#### ОТРЫВОК:
════════════════════
Выбрать главу

Но вернемся к интерпретации ее поведения и творчества, предложенной Волиным. Он также считал, что, поскольку в женском сознании высшим проявлением страдания является отвергнутая, безнадежная любовь, то Мар создает в своей жизни ситуацию, при которой ответное чувство — преступно. Такою является любовь к католическому священнику, она стала неистощимым источником трагедии „деятельным самоистязанием“. Она, православная, переходит в католичество, делается религиозной фанатичкой (возможно, это обстоятельство помогло в какой-то степени преодолеть трудности, сопряженные с захоронением самоубийцы; во всяком случае известно, что сначала отказывались рыть могилу, совершать религиозный обряд, но в конце концов Мар все-таки была похоронена в польской части Московского немецкого (Введенского) кладбища [27], начинает писать только о Польше, польках, ксендзах и… любви. Она „несет крест „отвергнутой любви“<…> изображает трагедию любви к давшему обет безбрачия служителю церкви. И сама льнет к источнику своего страдания, добивается почти публичных оскорблений“, буквально „утопает в блаженстве страдания“. „Ищущая страдания истеричка нашла выход“ [28] — таков суровый диагноз критика-мужчины. При этом Волин так и не проясняет, была ли „история с ксендзом“ «разыграна» в реальности или понадобилась писательнице как наиболее выразительный способ проведения излюбленной идеи. Во всяком случае нигде больше никаких упоминаний о безответной любви к ксендзу мы не встретили, только в статье Л. Писаржевской содержится глухой намек, что какая-то несчастная любовь все же была и что она явилась одной из причин, побудивших Мар принять роковое решение. Но вряд ли это был ксендз, иначе автор статьи нашла бы способ намекнуть и на это обстоятельство.
════════════════════
#### СТРОКИ:
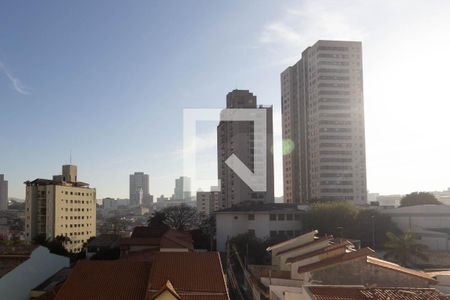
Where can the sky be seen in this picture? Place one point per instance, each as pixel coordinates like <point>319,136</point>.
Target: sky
<point>108,81</point>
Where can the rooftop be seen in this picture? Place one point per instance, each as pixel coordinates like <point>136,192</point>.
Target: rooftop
════════════════════
#### ЗАДАНИЯ:
• A. Где, по словам отрывка, в итоге похоронили Мар?
• B. Оформи все строки, идущие после отрывка, в виде таблицы Markdown с двумя столбцами: «№» для номера по порядку и «Строка» для самой строки. Пустые строки пропусти, картинки в ответ не включай.
Отрывок и строки никак между собой не связаны.

#### ОТВЕТЫ:
• A. В польской части Московского немецкого (Введенского) кладбища.

• B.
| № | Строка |
|---|---|
| 1 | Where can the sky be seen in this picture? Place one point per instance, each as pixel coordinates like <point>319,136</point>. |
| 2 | Target: sky |
| 3 | <point>108,81</point> |
| 4 | Where can the rooftop be seen in this picture? Place one point per instance, each as pixel coordinates like <point>136,192</point>. |
| 5 | Target: rooftop |